**Short task 1**
List every function that the kernel patch excerpt below declares with the keyword extern.

**Source extract**
- - - -

This confused me for a second but then I realized that this #define comes
before the one in kernel/sched/sched.h where arch_scale_freq_invariant() is
defined again but guarded against previous definitions, so it all falls into
place; code from schedutil will see this one.

>  
>  DECLARE_PER_CPU(unsigned long, arch_cpu_freq);
>  
>  static inline long arch_scale_freq_capacity(int cpu)
>  {
> -	if (static_cpu_has(X86_FEATURE_APERFMPERF))
> +	if (arch_scale_freq_invariant())
>  		return per_cpu(arch_cpu_freq, cpu);
>  
>  	return 1024 /* SCHED_CAPACITY_SCALE */;
>  }
> +#define arch_scale_freq_capacity arch_scale_freq_capacity
>  
>  extern void arch_scale_freq_tick(void);
> +#define arch_scale_freq_tick arch_scale_freq_tick
> +
>  extern void x86_arch_scale_freq_tick_enable(void);
>  extern void x86_arch_scale_freq_tick_disable(void);
>  #else
> --- a/arch/x86/kernel/smpboot.c
> +++ b/arch/x86/kernel/smpboot.c
> @@ -1799,6 +1799,8 @@ void native_play_dead(void)

- - - -

**Records to use**
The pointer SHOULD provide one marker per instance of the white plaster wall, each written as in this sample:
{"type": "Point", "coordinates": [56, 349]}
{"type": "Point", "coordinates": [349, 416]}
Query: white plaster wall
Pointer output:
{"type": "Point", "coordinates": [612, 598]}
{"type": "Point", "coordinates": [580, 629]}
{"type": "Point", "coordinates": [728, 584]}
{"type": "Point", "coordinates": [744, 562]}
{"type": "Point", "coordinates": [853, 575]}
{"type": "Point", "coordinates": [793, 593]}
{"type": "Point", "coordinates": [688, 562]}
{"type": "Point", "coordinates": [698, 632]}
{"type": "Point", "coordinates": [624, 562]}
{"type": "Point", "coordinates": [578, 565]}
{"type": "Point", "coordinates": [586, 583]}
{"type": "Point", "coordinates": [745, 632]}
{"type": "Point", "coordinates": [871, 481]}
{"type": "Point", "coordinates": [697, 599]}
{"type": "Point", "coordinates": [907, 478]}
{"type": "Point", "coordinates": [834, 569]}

- - - -

**Short task 2**
Pull out every line of the rows above that contains the string "white".

**Answer 1**
arch_scale_freq_tick
x86_arch_scale_freq_tick_enable
x86_arch_scale_freq_tick_disable

**Answer 2**
The pointer SHOULD provide one marker per instance of the white plaster wall, each written as in this sample:
Query: white plaster wall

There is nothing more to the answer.